_CONSIGNE_
Relevez, dans l'extrait sur l'écohabitation au Québec, tous les programmes et systèmes de certification désignés par leur nom.
***** EXTRAIT CHOISI *****
Après avoir rallié un vaste public et beaucoup d'entrepreneurs à l'importance de construire des maisons écologiques, l'organisme Écohabitation élargit ses horizons en voulant désormais verdir nos communautés.
« Au Québec, on a traditionnellement été meilleurs sur le côté climatique que du côté urbanistique où on est souvent les plus rétrogrades qui soit. Ça fait dix ans que l'on essaie de faire les choses différemment », explique le fondateur et directeur de l'organisme fondé au tournant du millénaire, Emmanuel Cosgrove. C'est ainsi qu'après avoir fait connaître le système de certification LEED pour les habitations durables dont il est le principal fournisseur de services au pays, Écohabitation se tourne désormais résolument sur les enjeux plus globaux des collectivités saines et durables. Et il s'y prend de plus en plus en travaillant avec les municipalités et les promoteurs qui créent des quartiers complets.
Nous avons fait le point sur l'état de l'écohabitation au Québec avec Emmanuel Cosgrove en décembre dernier. Selon lui, l'industrie de la construction résidentielle est en pleine mutation. Pendant longtemps, son attitude conservatrice a participé à résister aux changements imposés par les enjeux environnementaux. Pourtant, en 1983, le Québec était à l'avant-garde au pays en matière d'efficacité énergétique, mais depuis notre Code de construction est plutôt à la traine en la matière. De plus, avec le faible coût de notre électricité, encore trop peu de constructeurs ont voulu sensibiliser les consommateurs aux avantages des maisons homologuées par le programme Novoclimat (meilleur confort, qualité, salubrité, durabilité et valeur accrues, économie d'énergie, aide financière, inspection indépendante de l'isolation, de l'étanchéité et de la ventilation).
Mais tranquillement la donne change grâce notamment aux nouvelles orientations de villes avant-gardistes telle Victoriaville dont le programme Habitation durable a été adopté par plusieurs autres municipalités. Crises environnementales (climat, biodiversité, eau, etc.) obligent, les constructeurs n'ont plus le choix de développer de façon plus durable, en commençant par freiner l'étalement urbain, et d'autant plus que l'organisme Garantie Construction Résidentielle (GCR) surveille la qualité des constructions assurées comme jamais dans l'histoire du Québec.
***** DONNÉES À ANALYSER *****
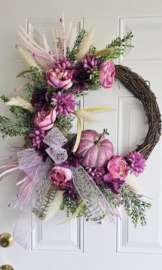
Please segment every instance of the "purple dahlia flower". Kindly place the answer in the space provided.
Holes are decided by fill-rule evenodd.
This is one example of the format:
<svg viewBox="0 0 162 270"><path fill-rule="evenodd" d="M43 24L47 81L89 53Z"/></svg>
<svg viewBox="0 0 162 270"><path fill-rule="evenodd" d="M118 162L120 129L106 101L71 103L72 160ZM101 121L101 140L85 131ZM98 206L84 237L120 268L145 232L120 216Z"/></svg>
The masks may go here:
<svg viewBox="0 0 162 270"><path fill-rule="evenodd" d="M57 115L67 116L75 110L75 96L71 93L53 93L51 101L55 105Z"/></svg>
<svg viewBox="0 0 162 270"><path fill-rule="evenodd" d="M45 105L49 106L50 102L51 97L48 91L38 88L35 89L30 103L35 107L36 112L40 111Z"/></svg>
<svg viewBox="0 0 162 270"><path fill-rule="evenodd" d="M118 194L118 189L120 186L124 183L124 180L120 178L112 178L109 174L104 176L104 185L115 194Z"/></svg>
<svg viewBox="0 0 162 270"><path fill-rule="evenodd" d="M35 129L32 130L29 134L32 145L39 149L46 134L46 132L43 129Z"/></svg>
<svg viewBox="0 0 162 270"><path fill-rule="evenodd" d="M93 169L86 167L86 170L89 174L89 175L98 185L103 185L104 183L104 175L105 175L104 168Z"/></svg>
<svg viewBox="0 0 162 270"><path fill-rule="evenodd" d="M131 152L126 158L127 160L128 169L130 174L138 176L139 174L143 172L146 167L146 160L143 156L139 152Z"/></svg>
*****
***** DONNÉES À ANALYSER *****
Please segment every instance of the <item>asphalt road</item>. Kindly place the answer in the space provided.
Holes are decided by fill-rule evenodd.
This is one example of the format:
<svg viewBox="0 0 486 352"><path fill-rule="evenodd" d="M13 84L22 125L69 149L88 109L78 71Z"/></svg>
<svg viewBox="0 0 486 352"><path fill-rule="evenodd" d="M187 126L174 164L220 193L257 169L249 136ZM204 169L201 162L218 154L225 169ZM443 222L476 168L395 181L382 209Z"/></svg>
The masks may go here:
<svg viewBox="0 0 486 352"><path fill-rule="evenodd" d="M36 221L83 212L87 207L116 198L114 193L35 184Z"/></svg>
*****
***** DONNÉES À ANALYSER *****
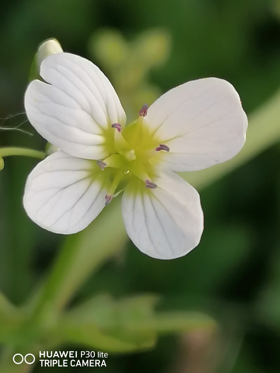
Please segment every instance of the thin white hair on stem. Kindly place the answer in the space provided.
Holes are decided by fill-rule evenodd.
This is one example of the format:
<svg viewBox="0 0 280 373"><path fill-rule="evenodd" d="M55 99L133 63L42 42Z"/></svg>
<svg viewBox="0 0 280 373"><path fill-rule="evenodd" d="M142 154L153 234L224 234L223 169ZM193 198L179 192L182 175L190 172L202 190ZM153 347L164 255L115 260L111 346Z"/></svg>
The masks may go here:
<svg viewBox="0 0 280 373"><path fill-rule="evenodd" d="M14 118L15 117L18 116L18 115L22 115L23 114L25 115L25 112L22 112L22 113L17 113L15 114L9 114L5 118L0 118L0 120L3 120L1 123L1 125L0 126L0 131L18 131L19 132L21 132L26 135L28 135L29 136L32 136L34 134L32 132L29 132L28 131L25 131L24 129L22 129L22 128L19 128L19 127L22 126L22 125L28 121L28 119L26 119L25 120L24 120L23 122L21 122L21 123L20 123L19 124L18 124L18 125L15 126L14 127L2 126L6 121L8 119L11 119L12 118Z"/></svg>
*****
_RÉSULTAT ATTENDU_
- le système de certification LEED
- le programme Novoclimat
- le programme Habitation durable